*To do*. Can you return, word for word, the stretch of the blog post on the bishops and NFP that starts with "USCCB Pushes NFP" and stops after "of jargon: NFP."?

*Reading passage*.
=== Section Start ===
Friday, July 22, 2011

USCCB Pushes NFP (Again), and They're Wrong. IMHO



In several of the discussion threads here lately, readers and I have talked back and forth about the proliferating use of bizarre acronyms that characterize the right wing of American Catholicism today.  To my mind, this growing use of our little in-house code jargon is a measure of how cultic American Catholicism in general is becoming--how countercultural in a cut-off, beside-the-point, inward-turned way--as the center keeps moving rightwards in our church.  


Catholics of the right, and an increasing number of Catholics in general in the U.S., love to throw around terms like SSA, SSM, TOB.  And in the discussions of this cultic use of acronyms in recent days, I had forgotten another in-house bit of jargon: NFP. 

Believe it or not, NFP (linked to TOB, of course, and opposition to SSM resulting from SSA) is back in the news--I kid you not--in the summer of 2011, as a hot, hot topic right off the press.  Catholics are up in arms right now (TPO, to be precise) because the IOM has recommended to the HHS that private health-insurance plans mandate provision of contraceptive services--including the morning-after pill.
=== Section End ===
*Record extracts*.
=== Section Start ===
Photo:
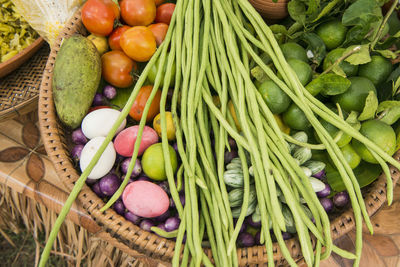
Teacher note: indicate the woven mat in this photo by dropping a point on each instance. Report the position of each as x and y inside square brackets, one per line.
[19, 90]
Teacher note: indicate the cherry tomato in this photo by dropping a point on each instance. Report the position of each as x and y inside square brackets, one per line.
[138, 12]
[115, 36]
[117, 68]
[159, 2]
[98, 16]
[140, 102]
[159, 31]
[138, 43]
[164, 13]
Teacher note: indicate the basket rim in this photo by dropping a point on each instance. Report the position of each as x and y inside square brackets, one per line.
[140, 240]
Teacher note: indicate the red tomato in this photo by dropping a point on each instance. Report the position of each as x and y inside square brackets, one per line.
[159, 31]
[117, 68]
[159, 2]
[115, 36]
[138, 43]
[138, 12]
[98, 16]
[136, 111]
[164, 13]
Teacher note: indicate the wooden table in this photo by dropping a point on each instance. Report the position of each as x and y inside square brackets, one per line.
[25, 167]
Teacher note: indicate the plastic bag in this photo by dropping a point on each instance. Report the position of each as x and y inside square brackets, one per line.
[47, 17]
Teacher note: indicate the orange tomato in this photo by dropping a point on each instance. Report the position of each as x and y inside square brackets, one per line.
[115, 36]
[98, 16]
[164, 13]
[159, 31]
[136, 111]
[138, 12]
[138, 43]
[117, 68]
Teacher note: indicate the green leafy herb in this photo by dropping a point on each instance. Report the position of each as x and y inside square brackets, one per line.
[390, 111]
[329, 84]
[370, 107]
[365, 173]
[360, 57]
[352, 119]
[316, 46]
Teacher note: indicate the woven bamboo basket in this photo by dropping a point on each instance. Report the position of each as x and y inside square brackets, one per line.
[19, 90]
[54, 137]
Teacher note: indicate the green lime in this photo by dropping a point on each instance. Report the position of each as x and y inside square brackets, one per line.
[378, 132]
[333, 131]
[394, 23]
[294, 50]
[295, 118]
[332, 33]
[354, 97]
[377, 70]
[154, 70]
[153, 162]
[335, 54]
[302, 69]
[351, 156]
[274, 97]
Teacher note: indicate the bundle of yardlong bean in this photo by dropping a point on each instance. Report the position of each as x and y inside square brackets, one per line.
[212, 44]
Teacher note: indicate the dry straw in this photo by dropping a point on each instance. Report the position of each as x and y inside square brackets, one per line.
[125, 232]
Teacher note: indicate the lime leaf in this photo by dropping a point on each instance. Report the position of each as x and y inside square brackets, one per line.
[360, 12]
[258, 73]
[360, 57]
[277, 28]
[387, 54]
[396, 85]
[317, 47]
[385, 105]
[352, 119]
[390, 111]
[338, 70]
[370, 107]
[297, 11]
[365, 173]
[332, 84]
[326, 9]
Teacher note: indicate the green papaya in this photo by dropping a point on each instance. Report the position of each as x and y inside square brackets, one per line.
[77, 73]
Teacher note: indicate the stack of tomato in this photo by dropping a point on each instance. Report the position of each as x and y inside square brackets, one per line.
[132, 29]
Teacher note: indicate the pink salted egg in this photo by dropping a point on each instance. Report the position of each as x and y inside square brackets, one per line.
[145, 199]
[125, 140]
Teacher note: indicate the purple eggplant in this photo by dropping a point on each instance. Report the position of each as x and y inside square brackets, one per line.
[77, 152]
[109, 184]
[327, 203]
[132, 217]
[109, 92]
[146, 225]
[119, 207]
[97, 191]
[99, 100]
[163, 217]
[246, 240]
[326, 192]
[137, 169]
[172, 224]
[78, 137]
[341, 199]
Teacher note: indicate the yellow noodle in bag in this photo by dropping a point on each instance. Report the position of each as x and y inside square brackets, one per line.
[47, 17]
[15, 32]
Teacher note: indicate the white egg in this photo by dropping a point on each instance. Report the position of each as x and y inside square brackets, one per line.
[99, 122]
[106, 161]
=== Section End ===
*Response box*.
USCCB Pushes NFP (Again), and They're Wrong. IMHO



In several of the discussion threads here lately, readers and I have talked back and forth about the proliferating use of bizarre acronyms that characterize the right wing of American Catholicism today.  To my mind, this growing use of our little in-house code jargon is a measure of how cultic American Catholicism in general is becoming--how countercultural in a cut-off, beside-the-point, inward-turned way--as the center keeps moving rightwards in our church.  


Catholics of the right, and an increasing number of Catholics in general in the U.S., love to throw around terms like SSA, SSM, TOB.  And in the discussions of this cultic use of acronyms in recent days, I had forgotten another in-house bit of jargon: NFP.